- [EXTRAIT CHOISI]
----------

Dix jours après une tentative de coup d’État perpétré par des militaires de haut rang, le président turc, Recep Erdogan, essaie toujours de stabiliser son pouvoir, fortement ébranlé. Des milliers de magistrats, de fonctionnaires et d’universitaires accusés d’être liés à la confrérie de Fethullah Gülen, pourtant principal allié d’Erdogan pendant des années, ont été arrêtés ou exclus. L’état d’urgence a été décrété. Jusqu’à hier, les partisans du président et les membres de son Parti pour la justice et le développement (AKP) occupaient les principales places du pays. Ce dimanche, tout a changé. Forcé de donner des gages, celui qui, il y a encore deux semaines, était considéré comme l’homme fort de la Turquie a été contraint d’autoriser des rassemblements de l’opposition. Samedi, le Parti démocratique des peuples (HDP), qui défend notamment la cause kurde, a réuni des milliers de personnes dans la banlieue d’Istanbul. Dimanche, le Parti républicain du peuple (CHP, social-démocrate), deuxième parti le plus important du pays, a rassemblé des dizaines de milliers de Turcs sur la place Taksim, pour dire « Ni dictature, ni coup d’État. Turquie démocratique ». La gauche relève la tête et l’idée de la formation d’un front démocratique regroupant le HDP, le CHP, les écologistes, des syndicats et des associations fait son chemin pour une alternative au régime de l’AKP.

----------

- [Enregistrements issus d'un jeu de données de pointage]
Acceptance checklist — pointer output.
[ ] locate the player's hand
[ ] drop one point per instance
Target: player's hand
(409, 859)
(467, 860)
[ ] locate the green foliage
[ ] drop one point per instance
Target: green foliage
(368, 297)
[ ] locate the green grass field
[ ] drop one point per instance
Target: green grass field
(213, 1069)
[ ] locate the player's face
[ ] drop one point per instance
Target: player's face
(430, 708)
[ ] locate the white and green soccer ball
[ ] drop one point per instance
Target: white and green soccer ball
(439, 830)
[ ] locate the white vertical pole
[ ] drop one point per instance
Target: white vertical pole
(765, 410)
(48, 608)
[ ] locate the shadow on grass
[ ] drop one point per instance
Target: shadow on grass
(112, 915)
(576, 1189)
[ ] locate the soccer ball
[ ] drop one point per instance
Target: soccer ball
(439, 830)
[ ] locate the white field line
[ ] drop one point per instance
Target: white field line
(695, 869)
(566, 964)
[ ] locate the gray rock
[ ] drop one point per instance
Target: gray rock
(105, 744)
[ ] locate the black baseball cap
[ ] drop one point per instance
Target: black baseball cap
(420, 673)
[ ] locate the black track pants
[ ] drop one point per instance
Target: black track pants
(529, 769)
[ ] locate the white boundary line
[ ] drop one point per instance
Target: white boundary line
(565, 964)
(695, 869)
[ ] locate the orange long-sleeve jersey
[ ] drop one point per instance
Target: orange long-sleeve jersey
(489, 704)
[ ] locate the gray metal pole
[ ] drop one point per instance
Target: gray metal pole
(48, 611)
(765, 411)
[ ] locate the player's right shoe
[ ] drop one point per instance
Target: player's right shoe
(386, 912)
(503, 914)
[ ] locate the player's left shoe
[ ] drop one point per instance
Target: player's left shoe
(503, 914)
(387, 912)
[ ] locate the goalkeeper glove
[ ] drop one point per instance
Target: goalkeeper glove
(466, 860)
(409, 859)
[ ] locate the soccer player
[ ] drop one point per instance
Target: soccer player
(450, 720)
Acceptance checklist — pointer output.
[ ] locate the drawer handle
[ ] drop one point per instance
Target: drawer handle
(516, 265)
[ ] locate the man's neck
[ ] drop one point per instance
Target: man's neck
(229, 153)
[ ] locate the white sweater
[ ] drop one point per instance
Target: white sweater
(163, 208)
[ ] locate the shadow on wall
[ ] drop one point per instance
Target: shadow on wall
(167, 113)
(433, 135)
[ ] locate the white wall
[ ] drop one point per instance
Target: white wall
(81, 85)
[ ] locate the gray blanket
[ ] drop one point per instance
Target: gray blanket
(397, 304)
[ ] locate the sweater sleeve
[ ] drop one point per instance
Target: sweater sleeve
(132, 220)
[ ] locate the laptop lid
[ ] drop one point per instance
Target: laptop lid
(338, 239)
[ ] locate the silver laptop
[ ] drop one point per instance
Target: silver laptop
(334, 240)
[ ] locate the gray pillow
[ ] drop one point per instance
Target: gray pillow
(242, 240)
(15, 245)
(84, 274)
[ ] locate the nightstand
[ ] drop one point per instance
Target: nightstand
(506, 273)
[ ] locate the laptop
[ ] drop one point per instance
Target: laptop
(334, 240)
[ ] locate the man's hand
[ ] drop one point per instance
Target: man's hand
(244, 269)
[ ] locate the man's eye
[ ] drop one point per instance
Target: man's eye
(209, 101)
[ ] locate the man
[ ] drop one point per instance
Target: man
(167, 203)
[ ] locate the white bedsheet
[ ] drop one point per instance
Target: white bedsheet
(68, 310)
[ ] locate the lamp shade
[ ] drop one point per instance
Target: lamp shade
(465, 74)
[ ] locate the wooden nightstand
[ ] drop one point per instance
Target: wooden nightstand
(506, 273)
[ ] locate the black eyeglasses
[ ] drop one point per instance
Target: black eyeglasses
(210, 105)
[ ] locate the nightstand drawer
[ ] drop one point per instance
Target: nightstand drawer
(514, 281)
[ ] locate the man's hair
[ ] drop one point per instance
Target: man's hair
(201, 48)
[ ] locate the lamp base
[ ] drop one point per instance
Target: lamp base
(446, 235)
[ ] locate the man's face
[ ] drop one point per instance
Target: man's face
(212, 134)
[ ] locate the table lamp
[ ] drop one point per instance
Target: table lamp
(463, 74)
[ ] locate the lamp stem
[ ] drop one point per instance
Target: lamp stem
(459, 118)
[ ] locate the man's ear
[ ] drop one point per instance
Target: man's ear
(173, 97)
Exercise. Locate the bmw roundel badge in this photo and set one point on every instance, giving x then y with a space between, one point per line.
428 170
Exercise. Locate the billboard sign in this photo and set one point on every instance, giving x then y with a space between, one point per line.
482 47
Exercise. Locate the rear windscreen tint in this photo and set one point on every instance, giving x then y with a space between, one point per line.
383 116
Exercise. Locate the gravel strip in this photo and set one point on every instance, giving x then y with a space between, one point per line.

----------

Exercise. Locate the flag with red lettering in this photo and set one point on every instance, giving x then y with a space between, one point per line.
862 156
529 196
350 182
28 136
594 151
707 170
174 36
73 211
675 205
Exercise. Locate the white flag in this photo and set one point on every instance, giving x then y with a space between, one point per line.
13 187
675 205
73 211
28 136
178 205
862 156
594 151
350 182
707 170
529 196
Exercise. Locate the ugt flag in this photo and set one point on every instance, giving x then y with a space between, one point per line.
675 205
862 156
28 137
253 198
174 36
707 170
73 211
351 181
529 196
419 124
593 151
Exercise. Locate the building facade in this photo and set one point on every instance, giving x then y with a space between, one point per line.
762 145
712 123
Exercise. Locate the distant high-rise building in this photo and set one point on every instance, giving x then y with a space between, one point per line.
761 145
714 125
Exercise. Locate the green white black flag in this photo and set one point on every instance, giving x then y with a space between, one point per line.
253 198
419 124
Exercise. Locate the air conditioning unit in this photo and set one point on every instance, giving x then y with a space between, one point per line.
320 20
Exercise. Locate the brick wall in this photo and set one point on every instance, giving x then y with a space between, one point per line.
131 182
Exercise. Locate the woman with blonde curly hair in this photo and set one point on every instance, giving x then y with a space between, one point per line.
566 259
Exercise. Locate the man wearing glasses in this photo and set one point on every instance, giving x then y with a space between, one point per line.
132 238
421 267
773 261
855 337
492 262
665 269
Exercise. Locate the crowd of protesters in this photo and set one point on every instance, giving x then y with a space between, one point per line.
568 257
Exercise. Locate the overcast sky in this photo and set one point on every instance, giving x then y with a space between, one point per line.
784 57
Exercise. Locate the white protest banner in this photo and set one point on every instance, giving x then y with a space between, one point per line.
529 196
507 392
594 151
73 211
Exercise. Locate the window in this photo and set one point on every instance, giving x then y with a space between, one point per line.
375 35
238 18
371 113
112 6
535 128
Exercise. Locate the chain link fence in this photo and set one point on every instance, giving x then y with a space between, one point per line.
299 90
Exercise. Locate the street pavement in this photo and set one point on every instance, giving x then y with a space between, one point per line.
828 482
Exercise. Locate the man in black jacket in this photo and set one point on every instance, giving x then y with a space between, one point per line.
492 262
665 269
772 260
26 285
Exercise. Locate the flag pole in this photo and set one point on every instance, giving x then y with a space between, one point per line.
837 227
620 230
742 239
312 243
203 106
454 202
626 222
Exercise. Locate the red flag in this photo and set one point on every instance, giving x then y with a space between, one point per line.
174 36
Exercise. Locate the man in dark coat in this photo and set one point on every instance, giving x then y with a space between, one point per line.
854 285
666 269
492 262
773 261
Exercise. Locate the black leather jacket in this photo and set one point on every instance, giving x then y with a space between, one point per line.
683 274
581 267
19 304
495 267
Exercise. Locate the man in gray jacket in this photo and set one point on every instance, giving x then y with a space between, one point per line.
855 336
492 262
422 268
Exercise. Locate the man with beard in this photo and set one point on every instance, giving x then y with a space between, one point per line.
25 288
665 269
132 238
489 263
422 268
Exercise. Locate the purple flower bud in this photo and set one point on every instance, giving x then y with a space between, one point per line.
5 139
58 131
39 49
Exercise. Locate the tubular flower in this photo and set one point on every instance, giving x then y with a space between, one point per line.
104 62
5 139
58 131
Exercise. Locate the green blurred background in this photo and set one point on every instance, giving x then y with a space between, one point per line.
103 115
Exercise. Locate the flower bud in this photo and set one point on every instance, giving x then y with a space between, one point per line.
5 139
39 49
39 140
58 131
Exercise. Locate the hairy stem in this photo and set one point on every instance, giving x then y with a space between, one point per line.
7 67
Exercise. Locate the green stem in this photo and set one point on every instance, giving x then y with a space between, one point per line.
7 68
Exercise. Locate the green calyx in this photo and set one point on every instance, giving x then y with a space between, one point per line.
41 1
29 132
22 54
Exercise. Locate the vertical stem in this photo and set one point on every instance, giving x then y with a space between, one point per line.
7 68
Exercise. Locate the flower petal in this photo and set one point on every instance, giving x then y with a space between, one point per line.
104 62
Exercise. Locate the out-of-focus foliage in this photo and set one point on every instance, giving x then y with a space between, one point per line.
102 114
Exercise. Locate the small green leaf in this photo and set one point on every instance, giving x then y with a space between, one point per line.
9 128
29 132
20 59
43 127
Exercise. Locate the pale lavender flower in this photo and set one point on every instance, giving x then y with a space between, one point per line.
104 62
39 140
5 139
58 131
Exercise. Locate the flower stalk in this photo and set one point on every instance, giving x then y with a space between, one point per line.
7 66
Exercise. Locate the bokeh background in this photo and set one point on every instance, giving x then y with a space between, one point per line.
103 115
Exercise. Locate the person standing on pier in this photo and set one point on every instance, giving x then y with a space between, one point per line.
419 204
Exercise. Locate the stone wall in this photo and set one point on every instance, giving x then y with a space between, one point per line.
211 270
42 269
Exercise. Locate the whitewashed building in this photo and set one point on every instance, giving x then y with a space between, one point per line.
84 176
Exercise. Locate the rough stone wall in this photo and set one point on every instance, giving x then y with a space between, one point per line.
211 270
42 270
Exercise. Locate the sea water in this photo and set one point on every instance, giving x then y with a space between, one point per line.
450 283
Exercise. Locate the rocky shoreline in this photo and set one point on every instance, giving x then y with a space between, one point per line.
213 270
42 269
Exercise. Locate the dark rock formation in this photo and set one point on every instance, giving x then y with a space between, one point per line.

----------

- [CONSIGNE]
Recopiez mot pour mot l'intégralité de l'extrait sur la Turquie après la tentative de coup d'État.

- [RÉSULTAT ATTENDU]
Dix jours après une tentative de coup d’État perpétré par des militaires de haut rang, le président turc, Recep Erdogan, essaie toujours de stabiliser son pouvoir, fortement ébranlé. Des milliers de magistrats, de fonctionnaires et d’universitaires accusés d’être liés à la confrérie de Fethullah Gülen, pourtant principal allié d’Erdogan pendant des années, ont été arrêtés ou exclus. L’état d’urgence a été décrété. Jusqu’à hier, les partisans du président et les membres de son Parti pour la justice et le développement (AKP) occupaient les principales places du pays. Ce dimanche, tout a changé. Forcé de donner des gages, celui qui, il y a encore deux semaines, était considéré comme l’homme fort de la Turquie a été contraint d’autoriser des rassemblements de l’opposition. Samedi, le Parti démocratique des peuples (HDP), qui défend notamment la cause kurde, a réuni des milliers de personnes dans la banlieue d’Istanbul. Dimanche, le Parti républicain du peuple (CHP, social-démocrate), deuxième parti le plus important du pays, a rassemblé des dizaines de milliers de Turcs sur la place Taksim, pour dire « Ni dictature, ni coup d’État. Turquie démocratique ». La gauche relève la tête et l’idée de la formation d’un front démocratique regroupant le HDP, le CHP, les écologistes, des syndicats et des associations fait son chemin pour une alternative au régime de l’AKP.